Excerpt:
- University: The College of William & Mary
- Conference: CAA
- Description: Griffin
- Origin of name: Chosen by students and administration in 2010
- First seen: 2010
- Related mascot(s): Canisius College Golden Griffin

= Griffin (mascot) =

College of William & Mary mascot

Reveley, also known as the Griffin, is the mascot of The College of William & Mary. A mythical creature with the head of an eagle and the body of a lion, it was announced as William & Mary's mascot by President Taylor Reveley April 6, 2010. The Griffin mascot beat out the other four finalists: a King and Queen (dual mascot), a Phoenix, a Pug, and a Wren. The college hadn't had an official mascot since the late 1970s. It was named Reveley in 2018 to honor university president Taylor Reveley upon his retirement.

==History==
The College of William & Mary has a three-century-long history of interaction with the local Pamunkey and Mattaponi Tribes. Originally, the mascot for William and Mary were students that dressed as Native Americans because William & Mary's athletic teams used to be known as the "Indians", which was later changed to the "Tribe."

In May 2006, the NCAA ruled that the old athletic logo for William & Mary, which includes two green and gold feathers, could create an environment that is offensive to the Native American community. The NCAA decision irked many William and Mary alumni because Florida State is allowed to retain its nickname, the Seminoles, as well as its American Indian mascot (Chief Osceola) and imagery. The college's appeal regarding the use of the institution's athletic logo to the NCAA Executive Committee was rejected. The "Tribe" nickname, by itself, was found to be neither hostile nor abusive, but rather communicates ennobling sentiments of commitment, shared idealism, community and common cause. The college stated it would phase out the use of the two feathers by the fall of 2007.

Due to the changing nature of the athletic teams persona, for a short time, the college's unofficial mascot was a green and gold frog (though it was commonly referred to on campus simply as an 'amorphous green blob') called "Colonel Ebirt" ("Tribe" backwards), which was discontinued in 2005.

In 2009, William & Mary President Taylor Reveley appointed a committee of alumni, students, faculty, and staff to helm the selection for a new mascot for the college that could serve as a "unifying, fun figure on campus" as well as making sure that the new mascot "look[ed] good on T-Shirts and in costume."

In December 2009, five finalists—including a Griffin, King and Queen, the Phoenix, a Pug and the Wren—were announced from more than 800 submissions.

After announcement of the finalists, there was a month-long public feedback period on the five mascot finalists in which more than 11,000 people completed a survey. The appointed mascot committee reviewed more than 22,000 comments regarding the new mascot.

Region labeling records:
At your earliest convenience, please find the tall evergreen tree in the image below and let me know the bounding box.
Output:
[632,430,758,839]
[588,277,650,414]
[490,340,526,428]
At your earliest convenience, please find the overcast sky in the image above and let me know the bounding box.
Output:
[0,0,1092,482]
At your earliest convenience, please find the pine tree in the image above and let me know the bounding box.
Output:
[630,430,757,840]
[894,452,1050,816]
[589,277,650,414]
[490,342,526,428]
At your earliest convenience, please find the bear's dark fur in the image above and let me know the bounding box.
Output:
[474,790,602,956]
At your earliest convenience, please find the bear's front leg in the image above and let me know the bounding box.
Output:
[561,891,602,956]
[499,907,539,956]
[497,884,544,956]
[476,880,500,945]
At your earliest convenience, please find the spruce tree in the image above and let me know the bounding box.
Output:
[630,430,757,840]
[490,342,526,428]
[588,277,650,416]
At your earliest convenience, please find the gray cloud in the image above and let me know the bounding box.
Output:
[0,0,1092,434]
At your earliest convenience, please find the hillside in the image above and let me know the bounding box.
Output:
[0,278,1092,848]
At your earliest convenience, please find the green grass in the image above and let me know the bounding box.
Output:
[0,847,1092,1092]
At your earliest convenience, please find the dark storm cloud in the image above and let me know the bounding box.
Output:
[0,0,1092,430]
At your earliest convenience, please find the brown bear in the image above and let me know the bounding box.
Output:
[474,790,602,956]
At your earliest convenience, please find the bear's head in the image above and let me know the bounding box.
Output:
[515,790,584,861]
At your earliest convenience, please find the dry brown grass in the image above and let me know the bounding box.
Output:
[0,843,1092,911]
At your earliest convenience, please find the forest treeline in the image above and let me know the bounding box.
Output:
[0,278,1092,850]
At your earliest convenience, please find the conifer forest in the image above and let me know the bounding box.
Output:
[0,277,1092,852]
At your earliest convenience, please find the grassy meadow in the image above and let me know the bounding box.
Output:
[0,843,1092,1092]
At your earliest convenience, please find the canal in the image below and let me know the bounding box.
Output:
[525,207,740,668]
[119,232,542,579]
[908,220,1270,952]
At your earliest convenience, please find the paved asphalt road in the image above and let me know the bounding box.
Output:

Goal 1: Name the five mascot finalists listed in the Griffin mascot article.
Goal 2: According to the Griffin mascot article, why did the NCAA's May 2006 ruling irk many William and Mary alumni?
The entries aren't needed for what follows.

Full response 1: A Griffin, a King and Queen (dual mascot), a Phoenix, a Pug, and a Wren.

Full response 2: Florida State was allowed to keep its Seminoles nickname, its American Indian mascot (Chief Osceola), and its imagery, while William & Mary's old logo with two green and gold feathers was ruled potentially offensive to the Native American community.